» Exercise brief:
Every line in the records below with the string "handbag" is to be copied out.

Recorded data
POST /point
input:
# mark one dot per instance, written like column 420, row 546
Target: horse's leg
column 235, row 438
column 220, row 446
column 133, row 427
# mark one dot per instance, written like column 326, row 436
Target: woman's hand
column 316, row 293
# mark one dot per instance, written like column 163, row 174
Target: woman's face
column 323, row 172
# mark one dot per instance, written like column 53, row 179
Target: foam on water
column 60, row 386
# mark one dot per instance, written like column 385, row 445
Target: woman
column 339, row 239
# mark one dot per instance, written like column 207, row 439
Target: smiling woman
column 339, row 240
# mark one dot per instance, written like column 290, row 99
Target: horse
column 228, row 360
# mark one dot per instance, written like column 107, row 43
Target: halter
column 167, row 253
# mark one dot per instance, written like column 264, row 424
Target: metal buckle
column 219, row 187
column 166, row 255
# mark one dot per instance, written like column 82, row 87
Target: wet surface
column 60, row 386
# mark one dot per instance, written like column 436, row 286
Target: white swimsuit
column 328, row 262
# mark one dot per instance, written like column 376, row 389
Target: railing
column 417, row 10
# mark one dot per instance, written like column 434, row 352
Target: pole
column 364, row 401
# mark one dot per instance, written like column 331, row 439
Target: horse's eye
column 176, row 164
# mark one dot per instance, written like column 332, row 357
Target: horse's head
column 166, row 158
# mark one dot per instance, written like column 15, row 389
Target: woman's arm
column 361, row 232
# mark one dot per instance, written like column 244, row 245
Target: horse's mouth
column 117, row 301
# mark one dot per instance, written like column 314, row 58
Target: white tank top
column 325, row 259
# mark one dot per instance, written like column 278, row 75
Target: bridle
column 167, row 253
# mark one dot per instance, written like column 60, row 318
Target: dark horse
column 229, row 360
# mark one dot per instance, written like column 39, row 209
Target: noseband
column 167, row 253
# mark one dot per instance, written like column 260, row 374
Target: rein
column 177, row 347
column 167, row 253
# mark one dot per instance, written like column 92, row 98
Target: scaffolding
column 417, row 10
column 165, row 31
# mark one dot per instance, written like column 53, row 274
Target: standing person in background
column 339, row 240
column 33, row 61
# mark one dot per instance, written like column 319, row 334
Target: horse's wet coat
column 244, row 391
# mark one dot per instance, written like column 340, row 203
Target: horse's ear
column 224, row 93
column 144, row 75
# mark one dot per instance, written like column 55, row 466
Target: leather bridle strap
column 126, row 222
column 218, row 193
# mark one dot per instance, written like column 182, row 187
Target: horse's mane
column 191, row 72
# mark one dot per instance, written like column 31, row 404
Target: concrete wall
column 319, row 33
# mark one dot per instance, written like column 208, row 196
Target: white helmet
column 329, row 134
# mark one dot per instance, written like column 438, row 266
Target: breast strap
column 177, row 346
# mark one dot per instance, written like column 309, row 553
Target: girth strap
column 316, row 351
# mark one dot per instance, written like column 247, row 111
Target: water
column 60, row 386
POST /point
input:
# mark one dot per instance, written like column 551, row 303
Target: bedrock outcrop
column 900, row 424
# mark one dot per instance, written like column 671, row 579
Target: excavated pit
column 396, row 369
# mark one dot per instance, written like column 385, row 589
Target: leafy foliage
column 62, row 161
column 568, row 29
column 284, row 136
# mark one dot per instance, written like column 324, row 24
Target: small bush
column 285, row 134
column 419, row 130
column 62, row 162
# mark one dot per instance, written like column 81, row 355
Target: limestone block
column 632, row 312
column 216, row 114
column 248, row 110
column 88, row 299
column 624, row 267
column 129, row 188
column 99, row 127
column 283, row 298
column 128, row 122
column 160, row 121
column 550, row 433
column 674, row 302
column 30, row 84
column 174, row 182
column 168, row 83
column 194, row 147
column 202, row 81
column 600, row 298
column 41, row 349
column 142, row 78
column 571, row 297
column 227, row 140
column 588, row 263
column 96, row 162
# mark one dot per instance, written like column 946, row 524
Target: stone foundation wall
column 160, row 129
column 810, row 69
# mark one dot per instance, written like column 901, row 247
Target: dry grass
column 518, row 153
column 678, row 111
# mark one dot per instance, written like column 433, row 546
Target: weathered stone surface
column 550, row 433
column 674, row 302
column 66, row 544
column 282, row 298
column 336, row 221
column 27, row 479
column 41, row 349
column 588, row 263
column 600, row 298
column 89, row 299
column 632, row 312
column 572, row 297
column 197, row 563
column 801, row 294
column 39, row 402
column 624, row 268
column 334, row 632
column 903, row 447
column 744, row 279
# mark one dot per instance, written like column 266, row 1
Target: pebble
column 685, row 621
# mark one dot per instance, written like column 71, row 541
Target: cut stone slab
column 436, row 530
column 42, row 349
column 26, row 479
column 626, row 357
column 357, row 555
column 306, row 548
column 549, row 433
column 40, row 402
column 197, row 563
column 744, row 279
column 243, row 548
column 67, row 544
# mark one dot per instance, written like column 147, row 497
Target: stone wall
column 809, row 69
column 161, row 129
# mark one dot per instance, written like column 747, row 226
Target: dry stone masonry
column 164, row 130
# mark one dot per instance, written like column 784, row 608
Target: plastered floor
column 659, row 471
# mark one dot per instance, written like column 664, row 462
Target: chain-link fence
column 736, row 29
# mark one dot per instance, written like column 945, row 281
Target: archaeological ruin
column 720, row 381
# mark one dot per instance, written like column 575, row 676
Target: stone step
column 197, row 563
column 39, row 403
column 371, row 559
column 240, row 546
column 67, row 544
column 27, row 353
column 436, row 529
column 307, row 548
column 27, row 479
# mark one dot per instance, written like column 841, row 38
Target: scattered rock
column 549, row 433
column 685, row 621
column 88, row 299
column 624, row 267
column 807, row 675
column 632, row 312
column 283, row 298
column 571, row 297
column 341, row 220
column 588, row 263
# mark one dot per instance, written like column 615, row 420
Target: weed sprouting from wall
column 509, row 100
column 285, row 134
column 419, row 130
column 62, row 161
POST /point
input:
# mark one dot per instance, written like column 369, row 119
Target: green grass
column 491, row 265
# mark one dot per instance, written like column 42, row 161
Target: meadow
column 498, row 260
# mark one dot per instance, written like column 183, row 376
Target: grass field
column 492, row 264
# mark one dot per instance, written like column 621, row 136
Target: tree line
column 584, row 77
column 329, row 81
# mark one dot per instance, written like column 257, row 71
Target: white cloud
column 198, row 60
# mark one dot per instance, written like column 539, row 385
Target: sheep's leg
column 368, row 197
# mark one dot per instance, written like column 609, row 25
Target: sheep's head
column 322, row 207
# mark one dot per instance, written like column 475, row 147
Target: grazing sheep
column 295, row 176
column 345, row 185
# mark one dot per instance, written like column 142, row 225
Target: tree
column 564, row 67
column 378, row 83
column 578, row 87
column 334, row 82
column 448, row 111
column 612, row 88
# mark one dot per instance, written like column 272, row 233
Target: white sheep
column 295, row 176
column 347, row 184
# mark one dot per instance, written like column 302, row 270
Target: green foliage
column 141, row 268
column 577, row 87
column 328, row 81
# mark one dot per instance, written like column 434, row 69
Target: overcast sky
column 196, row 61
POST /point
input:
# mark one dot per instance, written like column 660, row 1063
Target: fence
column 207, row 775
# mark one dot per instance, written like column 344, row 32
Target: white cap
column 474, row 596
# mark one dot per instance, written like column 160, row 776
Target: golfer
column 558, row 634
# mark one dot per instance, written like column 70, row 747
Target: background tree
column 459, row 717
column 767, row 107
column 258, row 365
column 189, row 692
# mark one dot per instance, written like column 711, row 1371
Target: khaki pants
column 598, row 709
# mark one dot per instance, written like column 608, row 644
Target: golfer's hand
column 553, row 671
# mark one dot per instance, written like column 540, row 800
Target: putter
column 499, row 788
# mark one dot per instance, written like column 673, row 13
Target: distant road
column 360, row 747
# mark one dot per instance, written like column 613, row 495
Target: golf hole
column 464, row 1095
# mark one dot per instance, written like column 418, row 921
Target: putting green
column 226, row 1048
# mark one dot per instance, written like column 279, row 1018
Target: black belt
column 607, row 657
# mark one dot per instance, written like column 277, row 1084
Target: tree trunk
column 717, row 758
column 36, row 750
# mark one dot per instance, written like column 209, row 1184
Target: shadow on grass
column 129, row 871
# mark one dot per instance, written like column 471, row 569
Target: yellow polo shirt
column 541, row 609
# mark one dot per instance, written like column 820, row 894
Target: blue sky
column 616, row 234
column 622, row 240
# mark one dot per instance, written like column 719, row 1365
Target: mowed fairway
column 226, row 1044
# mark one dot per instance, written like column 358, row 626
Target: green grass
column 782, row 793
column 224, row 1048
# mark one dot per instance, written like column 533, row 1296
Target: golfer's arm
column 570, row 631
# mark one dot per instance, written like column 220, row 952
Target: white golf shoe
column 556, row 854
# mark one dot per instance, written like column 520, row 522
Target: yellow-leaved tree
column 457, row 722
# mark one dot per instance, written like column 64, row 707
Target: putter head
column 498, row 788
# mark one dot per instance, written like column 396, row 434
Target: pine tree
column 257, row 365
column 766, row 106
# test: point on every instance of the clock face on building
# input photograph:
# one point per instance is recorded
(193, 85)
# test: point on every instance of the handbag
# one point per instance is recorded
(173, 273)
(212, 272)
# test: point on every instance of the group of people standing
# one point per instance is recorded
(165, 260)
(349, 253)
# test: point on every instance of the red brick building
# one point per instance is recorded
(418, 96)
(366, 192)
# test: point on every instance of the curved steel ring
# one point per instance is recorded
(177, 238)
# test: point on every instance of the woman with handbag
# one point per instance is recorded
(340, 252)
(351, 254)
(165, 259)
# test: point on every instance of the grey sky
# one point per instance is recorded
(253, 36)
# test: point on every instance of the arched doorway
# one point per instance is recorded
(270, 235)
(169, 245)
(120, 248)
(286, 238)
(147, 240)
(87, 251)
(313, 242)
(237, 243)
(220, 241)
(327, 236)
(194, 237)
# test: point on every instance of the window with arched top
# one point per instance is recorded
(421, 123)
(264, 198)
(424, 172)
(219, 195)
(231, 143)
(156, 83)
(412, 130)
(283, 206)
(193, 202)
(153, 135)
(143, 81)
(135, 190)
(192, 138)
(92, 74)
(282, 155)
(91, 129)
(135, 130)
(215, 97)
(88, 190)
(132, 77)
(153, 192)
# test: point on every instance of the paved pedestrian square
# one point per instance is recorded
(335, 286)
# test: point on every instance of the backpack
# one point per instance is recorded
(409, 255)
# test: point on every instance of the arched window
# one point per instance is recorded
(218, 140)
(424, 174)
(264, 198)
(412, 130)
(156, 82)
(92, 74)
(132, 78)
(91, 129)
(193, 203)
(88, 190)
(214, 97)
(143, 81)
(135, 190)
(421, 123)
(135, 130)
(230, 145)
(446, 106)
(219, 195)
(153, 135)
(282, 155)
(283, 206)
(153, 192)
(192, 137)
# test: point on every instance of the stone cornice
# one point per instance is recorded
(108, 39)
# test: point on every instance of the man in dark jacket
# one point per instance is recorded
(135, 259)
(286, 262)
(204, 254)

» Solution for this exercise:
# test: point on every instance of the handbag
# test: point on every instance of the woman with handbag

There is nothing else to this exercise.